- _INSTRUCTIONS FOR THE TASK_: How many lines in the material below contain the string "shorts"? Treat uppercase and lowercase as different, and give only the number.
>> Start WORKING DATA
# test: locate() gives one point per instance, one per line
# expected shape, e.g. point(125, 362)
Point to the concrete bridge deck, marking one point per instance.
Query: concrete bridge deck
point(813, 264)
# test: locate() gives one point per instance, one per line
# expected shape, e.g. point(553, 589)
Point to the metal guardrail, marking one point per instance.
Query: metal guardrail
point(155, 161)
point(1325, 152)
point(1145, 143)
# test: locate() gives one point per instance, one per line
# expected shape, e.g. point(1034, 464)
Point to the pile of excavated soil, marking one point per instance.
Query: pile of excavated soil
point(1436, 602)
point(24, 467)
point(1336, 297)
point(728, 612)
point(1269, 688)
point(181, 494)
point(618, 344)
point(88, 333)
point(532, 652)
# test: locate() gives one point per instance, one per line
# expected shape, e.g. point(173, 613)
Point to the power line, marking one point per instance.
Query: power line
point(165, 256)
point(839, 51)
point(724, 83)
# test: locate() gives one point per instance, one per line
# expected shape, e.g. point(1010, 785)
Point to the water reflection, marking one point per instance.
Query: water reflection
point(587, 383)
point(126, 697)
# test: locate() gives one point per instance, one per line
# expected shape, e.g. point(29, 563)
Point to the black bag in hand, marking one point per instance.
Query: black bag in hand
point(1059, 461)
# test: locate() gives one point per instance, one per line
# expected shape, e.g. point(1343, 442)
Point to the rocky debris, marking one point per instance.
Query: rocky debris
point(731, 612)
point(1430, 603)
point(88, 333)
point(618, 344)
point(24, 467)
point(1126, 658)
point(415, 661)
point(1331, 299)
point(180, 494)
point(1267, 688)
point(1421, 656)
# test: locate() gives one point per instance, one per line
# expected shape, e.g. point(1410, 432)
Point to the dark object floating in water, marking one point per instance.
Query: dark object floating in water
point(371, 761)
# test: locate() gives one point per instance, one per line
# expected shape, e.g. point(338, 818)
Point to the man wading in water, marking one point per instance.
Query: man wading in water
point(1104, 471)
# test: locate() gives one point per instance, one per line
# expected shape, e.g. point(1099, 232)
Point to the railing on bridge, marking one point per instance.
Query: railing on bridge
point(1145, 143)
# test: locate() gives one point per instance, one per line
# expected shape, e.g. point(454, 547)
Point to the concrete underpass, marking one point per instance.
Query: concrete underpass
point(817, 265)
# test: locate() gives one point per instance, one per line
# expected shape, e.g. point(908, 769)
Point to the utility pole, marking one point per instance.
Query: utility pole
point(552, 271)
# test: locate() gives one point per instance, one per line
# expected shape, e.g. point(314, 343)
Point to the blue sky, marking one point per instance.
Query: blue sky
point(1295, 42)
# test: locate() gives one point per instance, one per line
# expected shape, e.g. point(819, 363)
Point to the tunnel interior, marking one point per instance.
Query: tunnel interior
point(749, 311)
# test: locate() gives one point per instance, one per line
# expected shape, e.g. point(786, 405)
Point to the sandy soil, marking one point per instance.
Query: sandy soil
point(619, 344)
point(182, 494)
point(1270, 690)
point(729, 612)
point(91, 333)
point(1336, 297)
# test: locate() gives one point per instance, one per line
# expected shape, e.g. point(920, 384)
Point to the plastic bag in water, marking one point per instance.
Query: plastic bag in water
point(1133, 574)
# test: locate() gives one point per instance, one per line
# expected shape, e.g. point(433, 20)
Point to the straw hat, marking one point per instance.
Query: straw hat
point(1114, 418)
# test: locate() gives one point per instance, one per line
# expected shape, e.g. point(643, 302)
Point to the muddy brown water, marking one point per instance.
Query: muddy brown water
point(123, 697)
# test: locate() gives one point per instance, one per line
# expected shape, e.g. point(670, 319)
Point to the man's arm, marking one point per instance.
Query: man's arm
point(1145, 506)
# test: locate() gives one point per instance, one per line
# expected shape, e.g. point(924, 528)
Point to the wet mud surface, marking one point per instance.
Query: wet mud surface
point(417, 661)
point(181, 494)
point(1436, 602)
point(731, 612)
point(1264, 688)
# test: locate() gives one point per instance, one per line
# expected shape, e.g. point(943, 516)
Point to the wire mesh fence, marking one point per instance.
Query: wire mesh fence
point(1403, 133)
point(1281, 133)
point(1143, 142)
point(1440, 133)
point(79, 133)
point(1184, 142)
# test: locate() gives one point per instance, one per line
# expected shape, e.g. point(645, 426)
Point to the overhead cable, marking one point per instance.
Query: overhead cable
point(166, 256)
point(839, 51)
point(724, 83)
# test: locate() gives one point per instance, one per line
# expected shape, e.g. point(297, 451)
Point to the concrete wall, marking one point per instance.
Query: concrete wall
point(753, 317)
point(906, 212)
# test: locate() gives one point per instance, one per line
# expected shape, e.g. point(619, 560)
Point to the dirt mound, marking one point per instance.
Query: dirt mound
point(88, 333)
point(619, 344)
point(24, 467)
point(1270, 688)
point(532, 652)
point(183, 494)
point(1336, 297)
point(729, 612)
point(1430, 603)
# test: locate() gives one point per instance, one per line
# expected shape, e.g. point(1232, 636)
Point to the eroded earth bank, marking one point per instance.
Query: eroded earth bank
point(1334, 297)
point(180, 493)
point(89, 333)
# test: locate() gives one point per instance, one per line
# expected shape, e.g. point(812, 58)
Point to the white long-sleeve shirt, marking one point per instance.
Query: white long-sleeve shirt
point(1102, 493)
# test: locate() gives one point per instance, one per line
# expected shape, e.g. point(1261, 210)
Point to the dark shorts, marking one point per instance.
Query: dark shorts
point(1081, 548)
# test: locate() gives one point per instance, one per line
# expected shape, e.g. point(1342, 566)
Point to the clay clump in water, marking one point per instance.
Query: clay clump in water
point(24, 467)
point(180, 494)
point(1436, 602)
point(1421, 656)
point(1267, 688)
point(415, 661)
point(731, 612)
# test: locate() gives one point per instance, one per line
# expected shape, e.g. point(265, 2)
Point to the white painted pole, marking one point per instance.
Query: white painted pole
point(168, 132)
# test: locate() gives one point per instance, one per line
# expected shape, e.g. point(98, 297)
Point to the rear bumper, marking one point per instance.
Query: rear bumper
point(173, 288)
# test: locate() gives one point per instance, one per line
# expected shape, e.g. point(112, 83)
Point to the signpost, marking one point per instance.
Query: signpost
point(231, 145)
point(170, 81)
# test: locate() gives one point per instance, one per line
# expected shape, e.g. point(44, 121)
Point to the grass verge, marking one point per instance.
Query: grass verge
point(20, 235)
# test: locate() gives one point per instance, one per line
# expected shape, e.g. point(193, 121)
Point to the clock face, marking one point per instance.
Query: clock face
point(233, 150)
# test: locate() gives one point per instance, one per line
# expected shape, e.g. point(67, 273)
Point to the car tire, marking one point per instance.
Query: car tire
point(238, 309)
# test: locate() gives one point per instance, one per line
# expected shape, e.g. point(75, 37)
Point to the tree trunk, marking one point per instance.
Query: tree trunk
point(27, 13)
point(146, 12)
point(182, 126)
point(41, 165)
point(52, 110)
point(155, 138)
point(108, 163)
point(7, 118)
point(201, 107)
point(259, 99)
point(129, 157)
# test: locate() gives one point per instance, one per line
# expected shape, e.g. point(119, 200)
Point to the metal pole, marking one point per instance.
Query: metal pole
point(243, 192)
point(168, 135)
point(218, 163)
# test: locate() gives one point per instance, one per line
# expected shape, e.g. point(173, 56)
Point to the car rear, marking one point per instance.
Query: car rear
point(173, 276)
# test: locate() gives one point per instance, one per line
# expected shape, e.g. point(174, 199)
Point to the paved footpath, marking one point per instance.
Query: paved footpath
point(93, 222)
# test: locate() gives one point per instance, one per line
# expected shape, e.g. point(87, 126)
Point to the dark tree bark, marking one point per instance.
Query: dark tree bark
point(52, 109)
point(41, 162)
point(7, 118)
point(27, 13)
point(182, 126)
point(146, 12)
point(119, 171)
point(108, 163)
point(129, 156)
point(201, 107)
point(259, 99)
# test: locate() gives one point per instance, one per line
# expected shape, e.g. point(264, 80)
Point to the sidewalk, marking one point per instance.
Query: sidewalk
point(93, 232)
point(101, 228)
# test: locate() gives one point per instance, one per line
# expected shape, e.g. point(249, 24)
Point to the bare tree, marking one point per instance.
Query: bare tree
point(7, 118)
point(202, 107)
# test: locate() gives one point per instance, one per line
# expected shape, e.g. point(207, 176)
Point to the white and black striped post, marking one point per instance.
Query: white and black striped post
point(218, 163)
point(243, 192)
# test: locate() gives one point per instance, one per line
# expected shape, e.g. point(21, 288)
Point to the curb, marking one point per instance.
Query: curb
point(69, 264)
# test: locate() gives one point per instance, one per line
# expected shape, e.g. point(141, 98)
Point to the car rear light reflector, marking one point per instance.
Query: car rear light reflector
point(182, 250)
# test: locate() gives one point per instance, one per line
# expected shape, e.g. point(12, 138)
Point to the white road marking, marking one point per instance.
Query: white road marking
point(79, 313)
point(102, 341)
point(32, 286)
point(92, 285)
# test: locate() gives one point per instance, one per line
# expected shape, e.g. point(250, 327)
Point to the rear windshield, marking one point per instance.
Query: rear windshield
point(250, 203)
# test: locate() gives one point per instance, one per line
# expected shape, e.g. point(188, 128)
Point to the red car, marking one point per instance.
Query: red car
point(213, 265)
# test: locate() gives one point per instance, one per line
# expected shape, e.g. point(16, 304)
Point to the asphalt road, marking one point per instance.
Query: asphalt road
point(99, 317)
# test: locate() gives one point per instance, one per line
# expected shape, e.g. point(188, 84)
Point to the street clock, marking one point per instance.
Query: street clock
>> End WORKING DATA
- _FULL OUTPUT_: 2